In 2011, there were four polio-endemic countries–Pakistan, Afghanistan, India and Nigeria–left in the world, according Rotary International’s website. As of February 2012, the World Health Organization has declared that India is now polio free, but the children there still need to be immunized because of affected neighboring countries.

Guyette, a member of the UWO Alumni Association Board, has been involved with Rotary International, whose PolioPlus program has been contributing to the global eradication of polio since 1985, for more than 32 years. He spent much of his time involved with the fundraising aspect of the organization.

“In 1985, we had hoped that if we could raise $120 million, Rotary International could eliminate polio from the face of the Earth,” Guyette said. “In reality, we raised $220 million and started immunizing children throughout the world. Since that time we have spent more than $1 billion, and cases are down 99 percent since the time we started.”

As part of the trip sponsored by the organization, Guyette and 50 others from four different countries began their journey in a small village, where they  immunized about 1,000 children against polio in one day.

Guyette said that on that same day, Rotary International as a whole provided more than 100 million children with the polio immunization.

Although the parents were a little apprehensive at times, Guyette said the children participating in the immunization day were excited to be there and especially loved to have their pictures taken by the volunteers.

Entries supplied:

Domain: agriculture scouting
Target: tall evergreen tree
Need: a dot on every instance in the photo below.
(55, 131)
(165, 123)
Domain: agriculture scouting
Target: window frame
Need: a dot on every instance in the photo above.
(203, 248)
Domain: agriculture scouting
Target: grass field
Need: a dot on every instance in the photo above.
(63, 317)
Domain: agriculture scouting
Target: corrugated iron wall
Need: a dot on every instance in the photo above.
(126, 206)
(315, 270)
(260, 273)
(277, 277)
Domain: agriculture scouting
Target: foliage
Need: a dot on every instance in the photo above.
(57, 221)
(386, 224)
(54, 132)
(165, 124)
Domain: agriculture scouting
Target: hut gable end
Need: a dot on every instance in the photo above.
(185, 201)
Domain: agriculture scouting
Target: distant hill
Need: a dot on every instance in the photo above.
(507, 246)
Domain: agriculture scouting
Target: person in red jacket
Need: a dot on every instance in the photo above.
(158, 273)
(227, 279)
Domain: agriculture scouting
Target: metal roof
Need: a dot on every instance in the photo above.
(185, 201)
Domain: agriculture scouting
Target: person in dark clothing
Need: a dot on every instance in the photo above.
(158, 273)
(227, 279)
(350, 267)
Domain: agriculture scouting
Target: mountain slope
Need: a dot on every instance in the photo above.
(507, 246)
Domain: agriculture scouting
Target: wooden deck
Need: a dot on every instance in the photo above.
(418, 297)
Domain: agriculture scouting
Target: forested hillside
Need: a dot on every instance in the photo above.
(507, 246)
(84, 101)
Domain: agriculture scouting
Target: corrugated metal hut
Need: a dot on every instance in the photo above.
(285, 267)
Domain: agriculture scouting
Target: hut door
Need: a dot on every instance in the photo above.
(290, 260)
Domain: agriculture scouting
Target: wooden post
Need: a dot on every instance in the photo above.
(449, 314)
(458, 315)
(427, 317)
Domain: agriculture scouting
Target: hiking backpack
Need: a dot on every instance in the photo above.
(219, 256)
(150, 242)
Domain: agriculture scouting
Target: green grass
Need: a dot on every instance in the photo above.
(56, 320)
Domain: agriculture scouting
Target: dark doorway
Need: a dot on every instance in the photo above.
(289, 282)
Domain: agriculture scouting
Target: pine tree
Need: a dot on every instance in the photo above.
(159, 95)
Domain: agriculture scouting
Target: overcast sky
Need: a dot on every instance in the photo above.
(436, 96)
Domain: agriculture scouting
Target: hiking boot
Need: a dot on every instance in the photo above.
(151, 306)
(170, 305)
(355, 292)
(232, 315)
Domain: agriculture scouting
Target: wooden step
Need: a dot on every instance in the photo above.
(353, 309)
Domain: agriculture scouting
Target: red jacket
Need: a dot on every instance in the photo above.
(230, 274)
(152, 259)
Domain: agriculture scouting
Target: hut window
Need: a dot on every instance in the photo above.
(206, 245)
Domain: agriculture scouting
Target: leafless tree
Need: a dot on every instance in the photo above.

What the task requires: Rewrite the polio immunization article from "Guyette said that" up to and including "by the volunteers.", substituting "kids" for every "children".

Solution for this problem:
Guyette said that on that same day, Rotary International as a whole provided more than 100 million kids with the polio immunization.

Although the parents were a little apprehensive at times, Guyette said the kids participating in the immunization day were excited to be there and especially loved to have their pictures taken by the volunteers.